Tugas Tertulis 1.
Tentukan apakah setiap pernyataan (a), (b), dan (c) sesuai dengan teks tentang desakan kepada Fadli Zon di bawah ini. Jawab ya atau tidak untuk masing-masing, lalu kutip kata-kata dari teks yang menjadi penentunya.
(a) Koalisi meminta Fadli Zon menyampaikan permintaan maaf kepada para korban dan keluarga korban.
(b) Wawancara yang memuat pernyataan Fadli Zon ditayangkan di kanal YouTube milik Kompas.
(c) Fadli Zon menyebut kekerasan seksual dalam Peristiwa Mei 1998 sebagai rumor.

Fadli Zon Didesak Minta Maaf dan Cabut Ucapannya soal Kekerasan Seksual 1998
Menteri Kebudayaan RI Fadli Zon diwawancarai usai diskusi publik Sastra Mendunia di Gedung Kementerian Kebudayaan, Senayan, Jakarta Pusat, Rabu (11/6/2025).(KOMPAS.com/MELVINA TIONARDUS)
14:14
16 Juni 2025

Fadli Zon Didesak Minta Maaf dan Cabut Ucapannya soal Kekerasan Seksual 1998

- Koalisi Masyarakat Sipil Melawan Impunitas mengecam keras pernyataan Menteri Kebudayaan Fadli Zon yang mempertanyakan kebenaran kekerasan seksual dalam Peristiwa Mei 1998 dan menyebutnya sebagai “rumor”.

Koalisi mendesak Fadli Zon segera mencabut ucapannya secara terbuka dan meminta maaf kepada para korban dan keluarga korban.

"Menuntut Fadli Zon untuk mencabut pernyataannya secara terbuka, memberikan klarifikasi, dan menyampaikan permintaan maaf secara terbuka kepada korban dan keluarga korban pelanggaran berat HAM, khususnya kekerasan seksual dalam Peristiwa Mei 1998 dan seluruh perempuan Indonesia yang berjuang membersamai korban untuk menegakkan keadilan," tulis Koalisi Sipil, dikutip dari laman resmi Kontras, Senin (16/6/2025).

Dalam pernyataan resminya, Koalisi menyebut pernyataan Fadli yang disampaikan dalam wawancara video berjudul “Real Talk: Debat Panas!! Fadli Zon vs Uni Lubis Soal Revisi Buku Sejarah” di kanal YouTube IDN Times pada 10 Juni sebagai bentuk manipulasi sejarah dan pelecehan terhadap perjuangan korban kekerasan seksual Mei 1998.

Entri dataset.
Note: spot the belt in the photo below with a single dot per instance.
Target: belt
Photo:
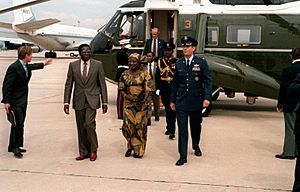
(123, 66)
(166, 79)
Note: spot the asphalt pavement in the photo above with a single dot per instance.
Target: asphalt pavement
(238, 141)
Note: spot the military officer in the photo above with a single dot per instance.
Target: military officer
(163, 81)
(191, 91)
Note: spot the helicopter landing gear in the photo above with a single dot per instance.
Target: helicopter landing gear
(50, 54)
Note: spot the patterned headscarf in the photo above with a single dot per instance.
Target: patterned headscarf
(136, 56)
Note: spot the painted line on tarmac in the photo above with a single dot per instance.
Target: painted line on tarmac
(142, 180)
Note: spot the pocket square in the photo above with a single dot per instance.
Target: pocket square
(11, 118)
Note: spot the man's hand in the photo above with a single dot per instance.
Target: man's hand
(206, 103)
(104, 109)
(172, 105)
(157, 92)
(67, 109)
(47, 62)
(6, 107)
(278, 109)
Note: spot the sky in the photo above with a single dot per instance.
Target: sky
(84, 13)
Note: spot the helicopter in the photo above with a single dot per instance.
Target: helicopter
(246, 43)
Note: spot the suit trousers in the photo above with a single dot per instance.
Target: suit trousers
(170, 114)
(296, 186)
(289, 146)
(16, 138)
(120, 103)
(86, 128)
(195, 126)
(156, 104)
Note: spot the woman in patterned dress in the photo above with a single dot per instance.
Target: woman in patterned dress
(135, 84)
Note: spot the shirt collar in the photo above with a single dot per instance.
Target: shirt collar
(190, 59)
(297, 60)
(22, 62)
(88, 62)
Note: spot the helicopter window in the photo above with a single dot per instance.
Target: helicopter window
(240, 34)
(212, 36)
(127, 25)
(132, 27)
(112, 26)
(251, 2)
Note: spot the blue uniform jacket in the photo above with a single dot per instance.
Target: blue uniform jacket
(191, 85)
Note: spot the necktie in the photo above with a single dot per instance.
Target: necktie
(154, 47)
(150, 71)
(26, 70)
(84, 72)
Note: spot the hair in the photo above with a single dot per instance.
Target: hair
(136, 56)
(81, 46)
(295, 54)
(151, 53)
(23, 51)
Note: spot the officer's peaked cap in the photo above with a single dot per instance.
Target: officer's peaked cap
(188, 41)
(168, 45)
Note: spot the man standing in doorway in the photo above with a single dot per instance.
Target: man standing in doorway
(164, 80)
(191, 91)
(15, 95)
(154, 44)
(88, 77)
(288, 105)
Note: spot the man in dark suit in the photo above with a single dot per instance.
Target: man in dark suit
(191, 91)
(88, 77)
(287, 105)
(164, 78)
(154, 44)
(15, 95)
(293, 92)
(122, 60)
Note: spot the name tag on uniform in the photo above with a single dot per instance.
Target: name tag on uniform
(196, 68)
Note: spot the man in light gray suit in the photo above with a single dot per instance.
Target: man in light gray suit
(88, 77)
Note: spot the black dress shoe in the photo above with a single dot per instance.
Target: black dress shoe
(280, 156)
(128, 153)
(181, 161)
(137, 156)
(171, 136)
(17, 153)
(22, 150)
(198, 152)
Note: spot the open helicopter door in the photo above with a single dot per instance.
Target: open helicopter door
(167, 23)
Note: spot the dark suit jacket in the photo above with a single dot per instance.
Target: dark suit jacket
(91, 89)
(160, 51)
(288, 75)
(15, 84)
(191, 85)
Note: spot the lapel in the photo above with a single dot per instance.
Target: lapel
(192, 63)
(78, 70)
(90, 71)
(21, 71)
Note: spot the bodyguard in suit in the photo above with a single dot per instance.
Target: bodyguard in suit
(164, 78)
(87, 76)
(191, 91)
(15, 95)
(154, 44)
(287, 106)
(151, 68)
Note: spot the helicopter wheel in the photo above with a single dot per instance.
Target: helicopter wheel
(206, 111)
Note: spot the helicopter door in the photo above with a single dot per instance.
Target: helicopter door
(167, 23)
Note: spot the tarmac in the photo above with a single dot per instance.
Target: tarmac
(238, 141)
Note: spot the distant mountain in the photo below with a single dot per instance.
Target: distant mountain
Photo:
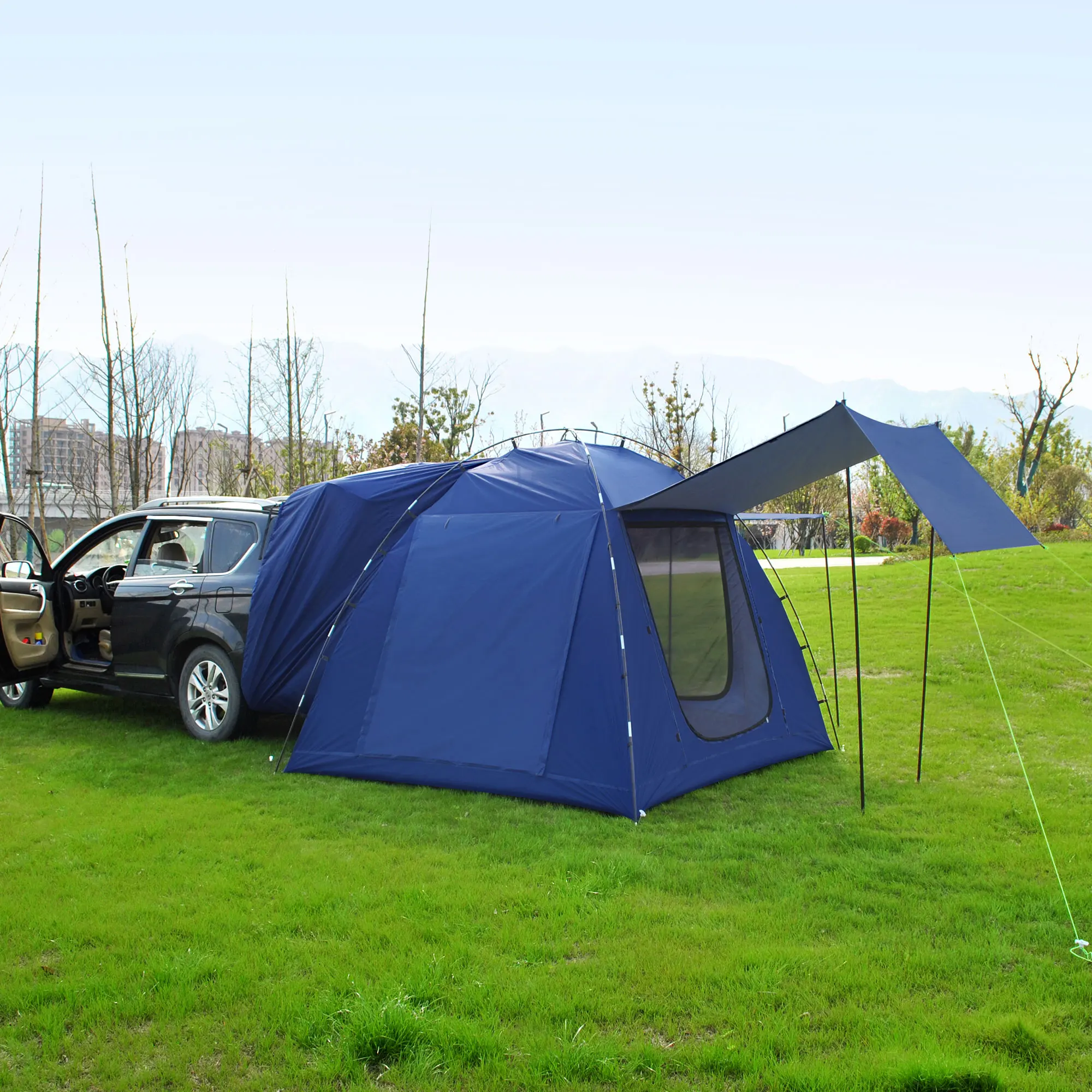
(575, 388)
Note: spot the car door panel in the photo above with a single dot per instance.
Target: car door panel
(151, 616)
(158, 604)
(30, 643)
(30, 632)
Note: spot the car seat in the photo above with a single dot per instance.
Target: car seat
(172, 552)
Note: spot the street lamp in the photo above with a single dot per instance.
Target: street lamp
(326, 440)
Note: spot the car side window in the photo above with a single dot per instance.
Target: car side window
(19, 544)
(171, 548)
(231, 540)
(116, 549)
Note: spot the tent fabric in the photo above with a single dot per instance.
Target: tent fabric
(318, 545)
(484, 652)
(503, 640)
(963, 507)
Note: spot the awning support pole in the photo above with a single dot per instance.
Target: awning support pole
(857, 637)
(830, 615)
(925, 667)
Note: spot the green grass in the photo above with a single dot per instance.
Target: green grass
(174, 917)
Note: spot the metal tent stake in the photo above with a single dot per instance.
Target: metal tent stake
(857, 638)
(925, 667)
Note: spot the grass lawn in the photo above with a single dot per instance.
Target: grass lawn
(174, 917)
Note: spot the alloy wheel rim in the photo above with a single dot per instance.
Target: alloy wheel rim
(208, 695)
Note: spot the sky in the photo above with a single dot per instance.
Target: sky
(860, 191)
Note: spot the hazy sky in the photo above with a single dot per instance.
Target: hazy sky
(875, 189)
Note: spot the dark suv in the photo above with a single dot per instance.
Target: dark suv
(151, 603)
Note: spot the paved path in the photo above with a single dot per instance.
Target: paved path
(816, 563)
(707, 565)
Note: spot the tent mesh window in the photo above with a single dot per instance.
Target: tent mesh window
(683, 571)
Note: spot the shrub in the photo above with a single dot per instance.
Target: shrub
(871, 525)
(895, 530)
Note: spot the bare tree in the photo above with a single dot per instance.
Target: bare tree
(13, 382)
(1035, 416)
(693, 431)
(177, 413)
(248, 468)
(288, 395)
(112, 465)
(423, 369)
(38, 498)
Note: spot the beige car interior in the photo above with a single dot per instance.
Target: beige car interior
(30, 633)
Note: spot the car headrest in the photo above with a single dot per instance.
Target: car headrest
(172, 552)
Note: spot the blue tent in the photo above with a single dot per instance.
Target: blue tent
(557, 624)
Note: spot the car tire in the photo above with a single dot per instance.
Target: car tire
(31, 695)
(210, 697)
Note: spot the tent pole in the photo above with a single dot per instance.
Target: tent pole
(925, 667)
(622, 634)
(857, 637)
(830, 615)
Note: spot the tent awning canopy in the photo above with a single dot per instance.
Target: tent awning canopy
(952, 494)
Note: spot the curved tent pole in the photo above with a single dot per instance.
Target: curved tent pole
(622, 634)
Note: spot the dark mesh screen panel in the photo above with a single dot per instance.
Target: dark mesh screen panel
(684, 579)
(706, 625)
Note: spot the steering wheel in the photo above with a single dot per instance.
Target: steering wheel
(109, 581)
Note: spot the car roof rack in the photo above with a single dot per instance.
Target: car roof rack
(252, 504)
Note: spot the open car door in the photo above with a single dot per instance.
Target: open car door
(31, 643)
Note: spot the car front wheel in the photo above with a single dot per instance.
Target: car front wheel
(31, 695)
(210, 697)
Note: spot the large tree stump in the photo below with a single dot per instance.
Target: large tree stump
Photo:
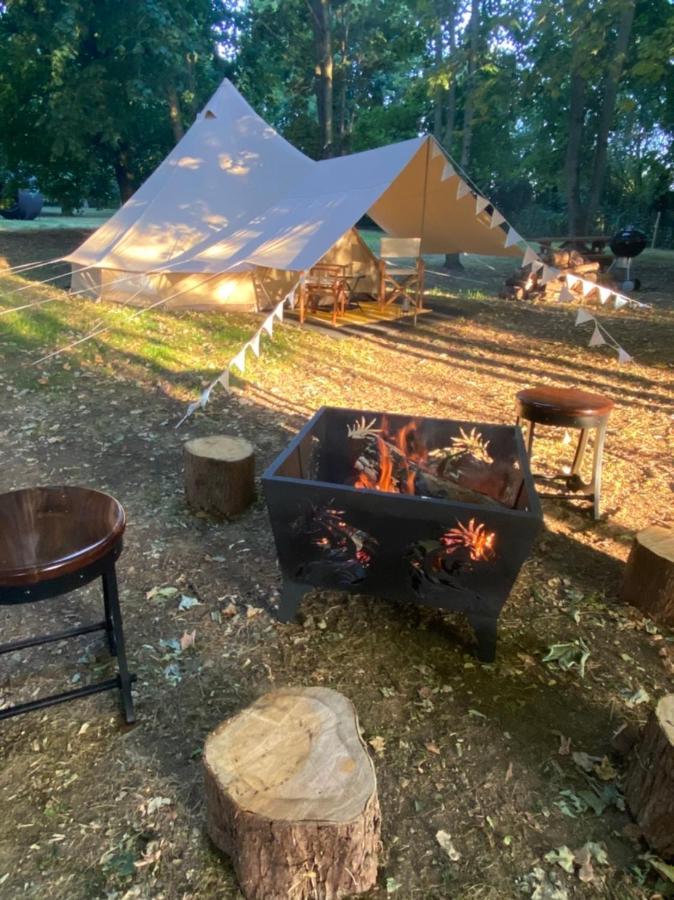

Tugas Tertulis 2.
Kumpulkan setiap baris entri di atas yang memuat kata "officer". Huruf besar dan huruf kecil dibedakan.

Jawaban 1.
(a) Ya: "meminta maaf kepada para korban dan keluarga korban"
(b) Tidak: "di kanal YouTube IDN Times pada 10 Juni"
(c) Ya: "menyebutnya sebagai “rumor”"

Jawaban 2.
Note: spot the military officer in the photo above with a single dot per instance.
Target: military officer
Note: spot the officer's peaked cap in the photo above with a single dot per instance.
Target: officer's peaked cap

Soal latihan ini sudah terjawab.